- [Exercise requirements]:
1) Say whether each statement agrees with the article on the Anthropic lawsuit. Answer yes or no for each, with the deciding words from the article quoted exactly.
(a) The lawsuit was filed in California.
(b) Four authors are plaintiffs in the lawsuit.
(c) The Anthropic spokesperson would not comment further on the pending litigation.
2) Please print the passage of the article on the Anthropic lawsuit that begins at the words "Three authors allege" and stops after "to the report.".

- [Passage]:
-=-=-

Artificial intelligence (AI) startup Anthropic is reportedly the target of a copyright infringement lawsuit filed Tuesday (Aug. 20) in California.
Three authors allege in the lawsuit that the company built its business and its large language model (LLM) Claude through “the largescale theft of copyrighted works,” CNBC reported Tuesday.
The plaintiffs — Andrea Bartz, Charles Graeber and Kirk Wallace Johnson — allege that their works were among the ones downloaded from pirated and illegal websites, copied and used to build Anthropic’s AI models, according to the report.
Reached for comment by PYMNTS, an Anthropic spokesperson said in an email: “We are aware of the suit and are assessing the complaint. We cannot comment further on pending litigation.”
The report comes about 10 months after Anthropic was sued by Universal Music and two other labels that alleged that the AI firm scraped the record companies’ artists’ songs without consent and used them to create “identical or nearly identical copies of those lyrics” using the generative AI chatbot Claude.

-=-=-

(Image-grounded pointing records)
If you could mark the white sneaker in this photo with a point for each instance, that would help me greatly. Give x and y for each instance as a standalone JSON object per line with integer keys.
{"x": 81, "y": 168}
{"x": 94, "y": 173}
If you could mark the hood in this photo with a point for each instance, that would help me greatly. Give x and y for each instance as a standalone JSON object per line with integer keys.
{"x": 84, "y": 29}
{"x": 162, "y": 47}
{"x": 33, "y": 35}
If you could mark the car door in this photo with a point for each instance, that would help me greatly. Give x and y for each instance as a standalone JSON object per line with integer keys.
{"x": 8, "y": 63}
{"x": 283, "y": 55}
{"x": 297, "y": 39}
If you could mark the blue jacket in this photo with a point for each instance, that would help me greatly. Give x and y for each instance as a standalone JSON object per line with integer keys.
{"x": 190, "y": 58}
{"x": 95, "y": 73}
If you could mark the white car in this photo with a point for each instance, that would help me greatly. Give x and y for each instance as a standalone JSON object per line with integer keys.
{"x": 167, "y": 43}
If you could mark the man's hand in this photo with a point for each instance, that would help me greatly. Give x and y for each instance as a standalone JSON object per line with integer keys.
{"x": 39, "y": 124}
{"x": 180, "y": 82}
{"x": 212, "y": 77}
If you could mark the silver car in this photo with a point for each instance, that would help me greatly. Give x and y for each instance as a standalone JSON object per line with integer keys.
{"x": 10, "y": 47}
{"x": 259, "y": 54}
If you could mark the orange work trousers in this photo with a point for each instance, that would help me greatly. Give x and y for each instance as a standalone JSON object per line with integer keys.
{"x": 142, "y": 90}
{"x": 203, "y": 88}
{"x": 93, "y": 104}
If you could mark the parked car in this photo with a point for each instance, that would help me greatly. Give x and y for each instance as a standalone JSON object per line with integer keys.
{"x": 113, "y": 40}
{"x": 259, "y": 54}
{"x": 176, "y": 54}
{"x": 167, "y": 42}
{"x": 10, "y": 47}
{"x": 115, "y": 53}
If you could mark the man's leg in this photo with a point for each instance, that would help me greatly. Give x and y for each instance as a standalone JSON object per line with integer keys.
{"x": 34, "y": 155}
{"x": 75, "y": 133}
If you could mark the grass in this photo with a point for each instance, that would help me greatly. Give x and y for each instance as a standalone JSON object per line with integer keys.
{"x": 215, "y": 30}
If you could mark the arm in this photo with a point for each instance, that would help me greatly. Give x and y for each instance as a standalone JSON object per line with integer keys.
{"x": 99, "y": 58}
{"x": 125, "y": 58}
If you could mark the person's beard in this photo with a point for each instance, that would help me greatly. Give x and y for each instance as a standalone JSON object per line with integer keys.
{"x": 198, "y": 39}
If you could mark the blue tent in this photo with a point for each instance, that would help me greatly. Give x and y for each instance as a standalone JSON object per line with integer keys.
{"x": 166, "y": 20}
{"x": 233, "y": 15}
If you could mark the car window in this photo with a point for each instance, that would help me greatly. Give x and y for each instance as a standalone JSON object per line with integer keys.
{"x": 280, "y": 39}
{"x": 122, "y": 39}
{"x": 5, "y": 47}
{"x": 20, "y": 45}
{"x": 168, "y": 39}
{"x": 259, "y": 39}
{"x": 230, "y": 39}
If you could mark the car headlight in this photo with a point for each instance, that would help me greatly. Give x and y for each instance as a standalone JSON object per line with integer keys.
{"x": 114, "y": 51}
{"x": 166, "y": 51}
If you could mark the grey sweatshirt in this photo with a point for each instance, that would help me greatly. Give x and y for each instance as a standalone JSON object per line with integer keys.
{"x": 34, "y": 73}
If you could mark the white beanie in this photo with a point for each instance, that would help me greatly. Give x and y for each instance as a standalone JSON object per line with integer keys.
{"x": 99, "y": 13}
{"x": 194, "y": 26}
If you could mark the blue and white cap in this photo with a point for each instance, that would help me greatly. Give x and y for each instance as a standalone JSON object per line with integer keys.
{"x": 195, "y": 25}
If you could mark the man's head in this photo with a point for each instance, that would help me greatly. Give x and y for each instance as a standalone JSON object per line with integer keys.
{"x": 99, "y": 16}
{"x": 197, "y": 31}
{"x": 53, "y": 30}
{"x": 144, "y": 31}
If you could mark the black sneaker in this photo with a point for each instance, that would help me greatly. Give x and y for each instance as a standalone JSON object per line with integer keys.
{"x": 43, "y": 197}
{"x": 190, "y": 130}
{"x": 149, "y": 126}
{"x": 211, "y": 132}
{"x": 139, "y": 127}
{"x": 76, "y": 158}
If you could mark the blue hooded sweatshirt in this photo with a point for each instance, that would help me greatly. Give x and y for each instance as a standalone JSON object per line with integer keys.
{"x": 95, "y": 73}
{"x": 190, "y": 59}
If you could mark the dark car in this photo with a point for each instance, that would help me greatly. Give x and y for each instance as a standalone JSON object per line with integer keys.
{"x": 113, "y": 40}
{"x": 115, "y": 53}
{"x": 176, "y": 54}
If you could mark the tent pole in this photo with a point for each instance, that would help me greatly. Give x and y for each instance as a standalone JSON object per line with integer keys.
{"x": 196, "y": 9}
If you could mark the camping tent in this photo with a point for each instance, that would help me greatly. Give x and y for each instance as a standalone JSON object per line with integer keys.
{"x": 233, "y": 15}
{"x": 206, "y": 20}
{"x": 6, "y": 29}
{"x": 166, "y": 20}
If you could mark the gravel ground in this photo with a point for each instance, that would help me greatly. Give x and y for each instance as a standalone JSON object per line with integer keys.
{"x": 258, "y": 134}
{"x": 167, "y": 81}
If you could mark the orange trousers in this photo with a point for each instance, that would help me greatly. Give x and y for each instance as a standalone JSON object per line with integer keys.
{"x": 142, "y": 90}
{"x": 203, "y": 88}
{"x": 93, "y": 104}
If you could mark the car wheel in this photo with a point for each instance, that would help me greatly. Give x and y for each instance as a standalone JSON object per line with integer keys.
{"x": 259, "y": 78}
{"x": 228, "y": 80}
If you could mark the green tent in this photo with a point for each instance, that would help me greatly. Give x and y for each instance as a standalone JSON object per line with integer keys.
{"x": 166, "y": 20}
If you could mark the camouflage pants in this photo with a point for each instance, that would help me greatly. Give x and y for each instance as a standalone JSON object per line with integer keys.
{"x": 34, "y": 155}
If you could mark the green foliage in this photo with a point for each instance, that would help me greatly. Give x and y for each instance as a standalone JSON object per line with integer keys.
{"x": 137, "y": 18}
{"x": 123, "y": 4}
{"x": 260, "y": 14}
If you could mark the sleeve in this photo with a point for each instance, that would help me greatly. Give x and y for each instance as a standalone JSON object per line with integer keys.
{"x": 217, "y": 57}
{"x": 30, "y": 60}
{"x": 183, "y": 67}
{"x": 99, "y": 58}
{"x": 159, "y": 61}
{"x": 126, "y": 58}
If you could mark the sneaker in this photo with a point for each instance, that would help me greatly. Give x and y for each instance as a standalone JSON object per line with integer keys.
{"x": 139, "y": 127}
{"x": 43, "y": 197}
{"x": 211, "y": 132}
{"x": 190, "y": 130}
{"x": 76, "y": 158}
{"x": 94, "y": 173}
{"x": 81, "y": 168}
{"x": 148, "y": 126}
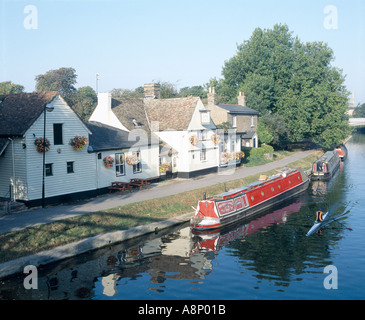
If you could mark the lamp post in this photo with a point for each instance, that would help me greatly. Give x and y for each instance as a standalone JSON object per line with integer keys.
{"x": 48, "y": 108}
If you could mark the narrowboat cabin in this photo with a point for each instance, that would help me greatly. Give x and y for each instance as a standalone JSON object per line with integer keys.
{"x": 248, "y": 200}
{"x": 342, "y": 152}
{"x": 325, "y": 167}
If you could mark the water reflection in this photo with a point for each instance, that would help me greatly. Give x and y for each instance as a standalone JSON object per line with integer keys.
{"x": 270, "y": 251}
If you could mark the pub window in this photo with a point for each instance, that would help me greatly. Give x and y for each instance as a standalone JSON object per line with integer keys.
{"x": 57, "y": 133}
{"x": 49, "y": 169}
{"x": 203, "y": 154}
{"x": 119, "y": 164}
{"x": 137, "y": 168}
{"x": 70, "y": 167}
{"x": 234, "y": 121}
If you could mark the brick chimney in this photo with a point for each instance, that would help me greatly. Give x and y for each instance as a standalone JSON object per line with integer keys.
{"x": 211, "y": 96}
{"x": 241, "y": 99}
{"x": 152, "y": 90}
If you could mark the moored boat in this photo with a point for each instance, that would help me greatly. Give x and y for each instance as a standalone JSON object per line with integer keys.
{"x": 325, "y": 167}
{"x": 248, "y": 200}
{"x": 342, "y": 152}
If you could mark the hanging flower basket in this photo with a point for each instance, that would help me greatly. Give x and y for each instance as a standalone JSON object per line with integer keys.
{"x": 239, "y": 155}
{"x": 164, "y": 166}
{"x": 108, "y": 161}
{"x": 78, "y": 142}
{"x": 194, "y": 140}
{"x": 215, "y": 138}
{"x": 42, "y": 144}
{"x": 131, "y": 159}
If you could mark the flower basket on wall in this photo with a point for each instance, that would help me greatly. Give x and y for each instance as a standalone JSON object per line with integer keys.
{"x": 215, "y": 138}
{"x": 108, "y": 161}
{"x": 194, "y": 140}
{"x": 42, "y": 144}
{"x": 78, "y": 142}
{"x": 131, "y": 159}
{"x": 239, "y": 155}
{"x": 164, "y": 166}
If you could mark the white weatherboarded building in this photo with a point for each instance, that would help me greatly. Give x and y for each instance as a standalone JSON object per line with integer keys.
{"x": 68, "y": 172}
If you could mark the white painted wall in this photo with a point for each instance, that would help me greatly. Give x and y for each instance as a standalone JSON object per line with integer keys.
{"x": 103, "y": 112}
{"x": 61, "y": 182}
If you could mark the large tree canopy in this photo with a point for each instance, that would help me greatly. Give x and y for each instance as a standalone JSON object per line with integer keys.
{"x": 62, "y": 80}
{"x": 291, "y": 82}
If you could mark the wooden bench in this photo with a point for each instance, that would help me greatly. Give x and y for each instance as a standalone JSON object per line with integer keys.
{"x": 120, "y": 186}
{"x": 140, "y": 183}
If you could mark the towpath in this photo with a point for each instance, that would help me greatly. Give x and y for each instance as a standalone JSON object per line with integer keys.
{"x": 21, "y": 220}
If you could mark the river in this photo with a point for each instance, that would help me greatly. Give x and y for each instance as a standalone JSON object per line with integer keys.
{"x": 265, "y": 258}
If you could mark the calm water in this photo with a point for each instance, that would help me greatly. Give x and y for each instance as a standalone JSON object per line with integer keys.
{"x": 265, "y": 258}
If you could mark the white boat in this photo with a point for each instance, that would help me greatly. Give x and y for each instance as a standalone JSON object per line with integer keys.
{"x": 318, "y": 225}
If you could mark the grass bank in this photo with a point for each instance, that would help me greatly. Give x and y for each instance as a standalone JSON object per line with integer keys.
{"x": 47, "y": 236}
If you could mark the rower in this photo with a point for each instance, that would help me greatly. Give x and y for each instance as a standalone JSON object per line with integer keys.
{"x": 319, "y": 216}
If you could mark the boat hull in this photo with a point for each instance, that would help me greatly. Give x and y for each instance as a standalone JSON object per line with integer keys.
{"x": 205, "y": 222}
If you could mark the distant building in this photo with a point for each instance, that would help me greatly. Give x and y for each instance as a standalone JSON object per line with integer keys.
{"x": 242, "y": 119}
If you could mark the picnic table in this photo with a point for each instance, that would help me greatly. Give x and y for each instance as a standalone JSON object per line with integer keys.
{"x": 139, "y": 183}
{"x": 120, "y": 186}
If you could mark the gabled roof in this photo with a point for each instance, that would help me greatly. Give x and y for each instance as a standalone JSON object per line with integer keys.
{"x": 131, "y": 113}
{"x": 237, "y": 109}
{"x": 19, "y": 111}
{"x": 172, "y": 114}
{"x": 106, "y": 137}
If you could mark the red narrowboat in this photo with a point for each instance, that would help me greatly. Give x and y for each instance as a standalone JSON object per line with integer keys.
{"x": 233, "y": 205}
{"x": 325, "y": 167}
{"x": 342, "y": 152}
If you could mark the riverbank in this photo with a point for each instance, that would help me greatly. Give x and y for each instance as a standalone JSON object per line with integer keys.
{"x": 46, "y": 243}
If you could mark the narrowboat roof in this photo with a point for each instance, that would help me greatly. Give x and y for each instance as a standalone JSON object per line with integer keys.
{"x": 251, "y": 185}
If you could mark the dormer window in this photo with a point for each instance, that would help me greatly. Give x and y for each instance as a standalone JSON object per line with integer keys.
{"x": 205, "y": 116}
{"x": 135, "y": 122}
{"x": 234, "y": 121}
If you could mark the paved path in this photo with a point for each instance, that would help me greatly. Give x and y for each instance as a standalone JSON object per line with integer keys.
{"x": 21, "y": 220}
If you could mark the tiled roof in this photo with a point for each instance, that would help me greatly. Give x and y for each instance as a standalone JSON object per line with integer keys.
{"x": 237, "y": 109}
{"x": 128, "y": 109}
{"x": 19, "y": 111}
{"x": 105, "y": 137}
{"x": 172, "y": 114}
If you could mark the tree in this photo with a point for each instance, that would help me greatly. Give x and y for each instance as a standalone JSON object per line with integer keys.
{"x": 195, "y": 91}
{"x": 293, "y": 82}
{"x": 8, "y": 87}
{"x": 84, "y": 102}
{"x": 61, "y": 80}
{"x": 359, "y": 111}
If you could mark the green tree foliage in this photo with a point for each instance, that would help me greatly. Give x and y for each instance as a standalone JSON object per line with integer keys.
{"x": 84, "y": 102}
{"x": 292, "y": 82}
{"x": 195, "y": 91}
{"x": 359, "y": 111}
{"x": 61, "y": 80}
{"x": 7, "y": 87}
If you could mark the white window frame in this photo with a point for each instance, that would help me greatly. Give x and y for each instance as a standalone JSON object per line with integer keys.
{"x": 120, "y": 167}
{"x": 137, "y": 168}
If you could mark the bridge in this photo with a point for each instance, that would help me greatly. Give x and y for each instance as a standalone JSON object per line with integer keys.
{"x": 354, "y": 122}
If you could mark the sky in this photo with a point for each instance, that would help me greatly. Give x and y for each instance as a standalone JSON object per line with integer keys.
{"x": 133, "y": 42}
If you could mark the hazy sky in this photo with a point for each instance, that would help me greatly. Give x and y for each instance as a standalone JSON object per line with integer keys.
{"x": 132, "y": 42}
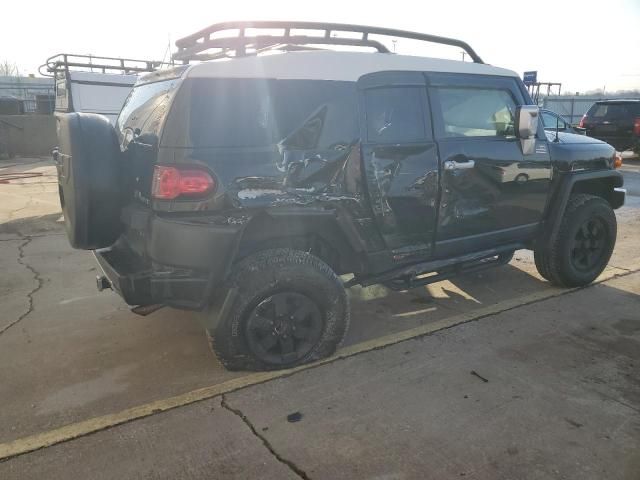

-=-=-

- [Solutions in order]:
1)
(a) Yes: "filed Tuesday (Aug. 20) in California"
(b) No: "Three authors allege in the lawsuit"
(c) Yes: "We cannot comment further on pending litigation."

2)
Three authors allege in the lawsuit that the company built its business and its large language model (LLM) Claude through “the largescale theft of copyrighted works,” CNBC reported Tuesday.
The plaintiffs — Andrea Bartz, Charles Graeber and Kirk Wallace Johnson — allege that their works were among the ones downloaded from pirated and illegal websites, copied and used to build Anthropic’s AI models, according to the report.